Task brief => Please copy every line of the records below into your reply, leaving out the pictures, and scale each pixel coordinate in the answers by 1.9, rounding to whole numbers with halves rounded up. Keep all other numbers, including those in the sample reply lines, unchanged.

— start Records —

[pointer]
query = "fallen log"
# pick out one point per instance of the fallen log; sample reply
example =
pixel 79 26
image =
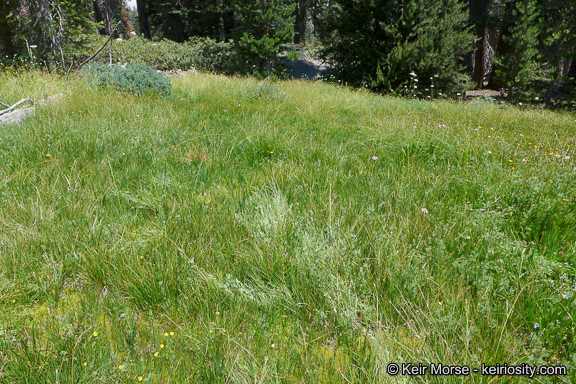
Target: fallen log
pixel 10 109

— end Records —

Task answer =>
[pointer]
query = "fallen log"
# pick out one point per instance of the fallen log; sample reply
example =
pixel 79 26
image =
Target: fallen log
pixel 19 207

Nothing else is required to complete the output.